Page extract
Unusual because these sections were so far used for BPF programs, not
for data. It's not the end of the world, but just not something I'd
like to do.

> Dot prefix is special. Something compiler will generate
> whereas the section that starts with [A-z] is user's.
> So reserving a prefix that starts from [A-z] would be wrong.

If we allow [a-zA-Z]* sections for data, we introduce potential
conflict for new SEC("abc") program annotations. Why would we do this
and cause more problems?

>
> > For double-dot, could be just SEC("..data") and generalized to
> > SEC("..data.<custom>")? BTW, we can add a macro, similar to __kconfig,
> > to hide more descriptive and longer name. E.g.,
> >
> > struct bpf_spin_lock my_lock __internal;
>
> Macro doesn't help, since the namespace is broken anyway.
> '..data' is dangerous because something might be doing strstr(".data")
> instead of strcmp(".data") and will match that section erroneously.
>

Not breaking broken/naive code is hardly a reason for anything. If
someone is doing strstr() and expects it to work as a prefix check,
well, it's a bug that should be fixed.

> > __internal, __private, __secret, don't know, naming is hard.
>
> Right. We already use special meaning for text section names: tc, xdp
> which is also far from ideal, but that's too late to change.

Material shown
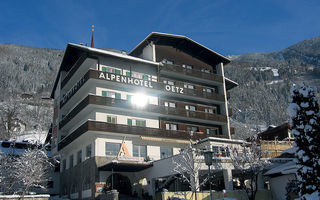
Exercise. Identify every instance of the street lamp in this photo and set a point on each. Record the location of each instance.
(208, 160)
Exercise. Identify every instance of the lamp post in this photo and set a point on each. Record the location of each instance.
(208, 160)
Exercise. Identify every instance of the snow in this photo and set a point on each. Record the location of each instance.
(274, 82)
(275, 72)
(33, 137)
(287, 168)
(25, 196)
(304, 104)
(291, 150)
(313, 196)
(292, 109)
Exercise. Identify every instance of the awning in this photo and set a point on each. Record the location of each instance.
(125, 166)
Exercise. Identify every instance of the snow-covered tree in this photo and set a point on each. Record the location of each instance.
(33, 169)
(250, 162)
(24, 170)
(187, 165)
(305, 119)
(7, 169)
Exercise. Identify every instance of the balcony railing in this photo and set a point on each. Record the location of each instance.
(133, 130)
(191, 72)
(94, 74)
(124, 104)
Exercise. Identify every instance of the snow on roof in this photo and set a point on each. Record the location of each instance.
(291, 150)
(287, 168)
(113, 53)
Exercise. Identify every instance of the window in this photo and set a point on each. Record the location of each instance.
(212, 131)
(187, 66)
(129, 97)
(221, 151)
(193, 128)
(111, 70)
(88, 151)
(169, 104)
(165, 152)
(173, 127)
(139, 151)
(136, 122)
(79, 156)
(129, 122)
(112, 119)
(118, 71)
(112, 149)
(108, 94)
(104, 93)
(170, 62)
(208, 90)
(137, 75)
(141, 123)
(189, 86)
(210, 110)
(118, 96)
(104, 69)
(168, 82)
(191, 108)
(145, 77)
(64, 164)
(205, 70)
(71, 161)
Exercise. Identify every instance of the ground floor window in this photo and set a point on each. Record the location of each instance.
(112, 149)
(165, 152)
(112, 119)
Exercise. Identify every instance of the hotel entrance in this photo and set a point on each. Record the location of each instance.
(120, 183)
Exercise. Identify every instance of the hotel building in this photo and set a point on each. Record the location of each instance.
(117, 114)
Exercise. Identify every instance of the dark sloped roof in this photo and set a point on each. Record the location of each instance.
(184, 44)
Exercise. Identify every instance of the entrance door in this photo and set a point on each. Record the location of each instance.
(120, 183)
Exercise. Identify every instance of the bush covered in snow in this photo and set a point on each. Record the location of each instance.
(305, 119)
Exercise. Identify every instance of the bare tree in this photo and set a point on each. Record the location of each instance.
(7, 168)
(24, 170)
(187, 165)
(250, 163)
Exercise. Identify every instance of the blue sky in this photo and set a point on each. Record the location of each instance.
(225, 26)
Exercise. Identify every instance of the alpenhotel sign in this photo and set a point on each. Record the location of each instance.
(125, 79)
(137, 82)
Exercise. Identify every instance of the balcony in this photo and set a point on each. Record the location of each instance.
(155, 110)
(132, 130)
(167, 69)
(157, 88)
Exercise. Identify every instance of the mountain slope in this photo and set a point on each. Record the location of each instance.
(265, 80)
(27, 69)
(261, 99)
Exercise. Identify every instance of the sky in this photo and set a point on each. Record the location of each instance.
(228, 27)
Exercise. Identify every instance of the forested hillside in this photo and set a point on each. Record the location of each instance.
(265, 80)
(260, 100)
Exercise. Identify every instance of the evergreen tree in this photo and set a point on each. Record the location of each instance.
(305, 119)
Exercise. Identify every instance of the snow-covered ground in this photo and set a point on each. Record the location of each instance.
(33, 137)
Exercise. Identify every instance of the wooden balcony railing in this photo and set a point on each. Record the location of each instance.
(232, 130)
(94, 74)
(133, 130)
(124, 104)
(191, 72)
(230, 111)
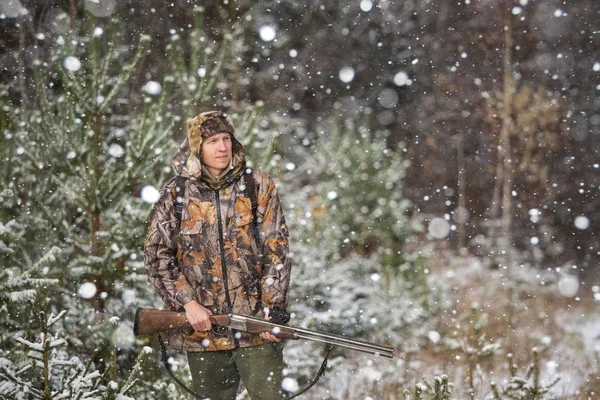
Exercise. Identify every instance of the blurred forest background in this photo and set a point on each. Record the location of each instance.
(438, 162)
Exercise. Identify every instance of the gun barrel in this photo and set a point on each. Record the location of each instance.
(300, 333)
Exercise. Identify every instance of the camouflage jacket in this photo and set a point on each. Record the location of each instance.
(221, 256)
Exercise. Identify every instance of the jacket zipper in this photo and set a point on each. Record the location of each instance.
(223, 266)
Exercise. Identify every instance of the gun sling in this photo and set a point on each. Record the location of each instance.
(165, 360)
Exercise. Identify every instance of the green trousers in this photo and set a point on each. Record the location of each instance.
(216, 374)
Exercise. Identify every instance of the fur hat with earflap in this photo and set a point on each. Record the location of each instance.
(205, 125)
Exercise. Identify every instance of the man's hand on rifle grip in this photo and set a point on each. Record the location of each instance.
(268, 335)
(198, 316)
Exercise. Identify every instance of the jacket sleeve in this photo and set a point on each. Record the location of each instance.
(276, 267)
(160, 257)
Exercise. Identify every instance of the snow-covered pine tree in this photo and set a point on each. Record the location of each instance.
(354, 269)
(75, 157)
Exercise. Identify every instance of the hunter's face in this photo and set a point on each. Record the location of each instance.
(217, 153)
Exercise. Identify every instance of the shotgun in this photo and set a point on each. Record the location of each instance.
(149, 320)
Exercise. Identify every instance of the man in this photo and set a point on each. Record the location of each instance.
(221, 258)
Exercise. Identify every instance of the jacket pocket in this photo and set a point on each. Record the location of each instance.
(243, 211)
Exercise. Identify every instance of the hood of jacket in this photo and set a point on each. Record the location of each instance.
(187, 160)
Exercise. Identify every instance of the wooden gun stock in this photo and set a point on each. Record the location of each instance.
(149, 320)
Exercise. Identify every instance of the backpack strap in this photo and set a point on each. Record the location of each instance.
(251, 191)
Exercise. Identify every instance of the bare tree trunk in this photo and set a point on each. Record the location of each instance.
(505, 132)
(21, 61)
(462, 195)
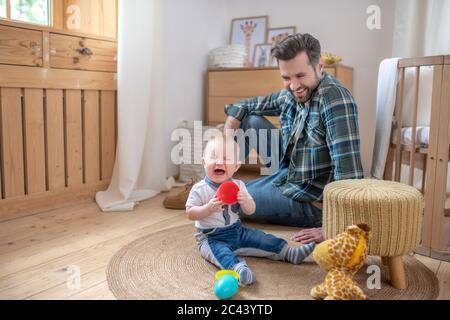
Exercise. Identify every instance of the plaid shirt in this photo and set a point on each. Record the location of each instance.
(320, 138)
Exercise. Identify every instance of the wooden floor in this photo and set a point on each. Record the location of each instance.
(40, 252)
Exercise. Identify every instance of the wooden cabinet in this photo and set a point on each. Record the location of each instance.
(20, 46)
(58, 115)
(68, 52)
(226, 86)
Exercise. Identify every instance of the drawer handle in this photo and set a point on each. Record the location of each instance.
(85, 51)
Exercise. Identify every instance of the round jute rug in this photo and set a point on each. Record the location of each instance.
(168, 265)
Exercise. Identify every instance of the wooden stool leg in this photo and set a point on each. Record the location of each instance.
(397, 272)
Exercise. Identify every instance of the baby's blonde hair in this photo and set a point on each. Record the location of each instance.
(231, 147)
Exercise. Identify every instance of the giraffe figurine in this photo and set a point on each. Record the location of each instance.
(248, 28)
(342, 257)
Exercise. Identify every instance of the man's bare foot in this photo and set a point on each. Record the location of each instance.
(306, 236)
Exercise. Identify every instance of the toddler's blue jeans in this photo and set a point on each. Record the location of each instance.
(226, 246)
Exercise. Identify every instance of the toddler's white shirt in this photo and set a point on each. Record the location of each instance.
(201, 193)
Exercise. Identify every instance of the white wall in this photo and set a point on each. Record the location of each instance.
(193, 27)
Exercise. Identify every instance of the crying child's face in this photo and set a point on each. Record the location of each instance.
(221, 160)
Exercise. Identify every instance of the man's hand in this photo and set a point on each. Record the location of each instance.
(231, 124)
(247, 203)
(306, 236)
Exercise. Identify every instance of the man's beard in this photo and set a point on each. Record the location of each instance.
(309, 91)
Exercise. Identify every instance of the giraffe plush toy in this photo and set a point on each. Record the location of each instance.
(342, 257)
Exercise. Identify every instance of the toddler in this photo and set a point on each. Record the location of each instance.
(221, 237)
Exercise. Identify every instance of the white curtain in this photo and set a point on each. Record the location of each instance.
(140, 167)
(421, 28)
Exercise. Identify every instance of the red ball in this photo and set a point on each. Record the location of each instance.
(227, 192)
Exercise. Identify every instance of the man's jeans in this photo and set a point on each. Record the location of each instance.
(271, 205)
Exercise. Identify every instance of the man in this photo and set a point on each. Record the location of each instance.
(319, 138)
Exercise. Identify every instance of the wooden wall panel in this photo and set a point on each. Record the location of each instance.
(30, 77)
(91, 132)
(55, 139)
(65, 53)
(108, 132)
(20, 46)
(34, 140)
(58, 14)
(12, 142)
(98, 17)
(74, 145)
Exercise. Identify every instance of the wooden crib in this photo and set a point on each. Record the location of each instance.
(432, 158)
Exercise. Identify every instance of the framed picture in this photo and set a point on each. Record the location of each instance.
(276, 35)
(261, 58)
(249, 32)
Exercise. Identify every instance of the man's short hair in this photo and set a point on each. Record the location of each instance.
(294, 44)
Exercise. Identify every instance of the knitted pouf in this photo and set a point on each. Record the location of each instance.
(392, 210)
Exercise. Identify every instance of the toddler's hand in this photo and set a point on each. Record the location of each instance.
(215, 205)
(244, 197)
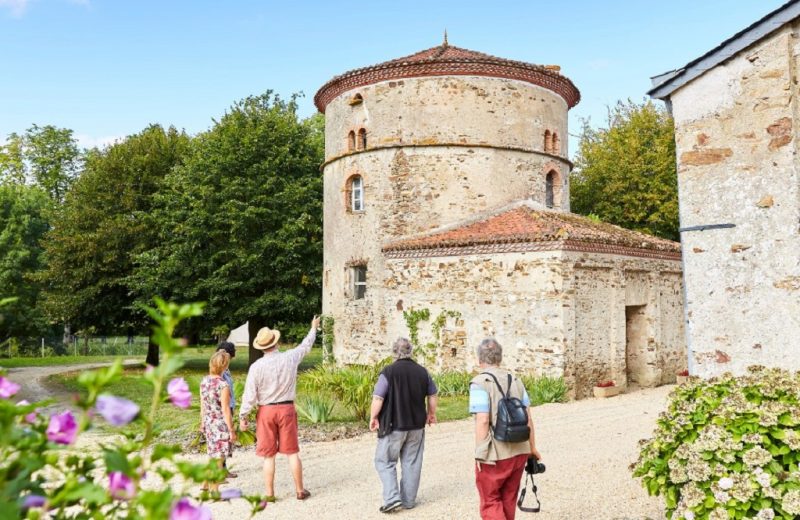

Directive 1
Check each statement against the BPF section-naming thread above and answer yes or no, quoting the exact words from the thread that decide it: (a) Sections whose names start with [A-z] belong to the user. (b) A macro would fix the namespace problem. (c) Code that uses strstr() as a prefix check has a bug that should be fixed.
Directive 2
In the BPF section-naming thread, which text section names are said to already have a special meaning?

Task result 1
(a) Yes: "whereas the section that starts with [A-z] is user's."
(b) No: "Macro doesn't help, since the namespace is broken anyway."
(c) Yes: "well, it's a bug that should be fixed."

Task result 2
tc and xdp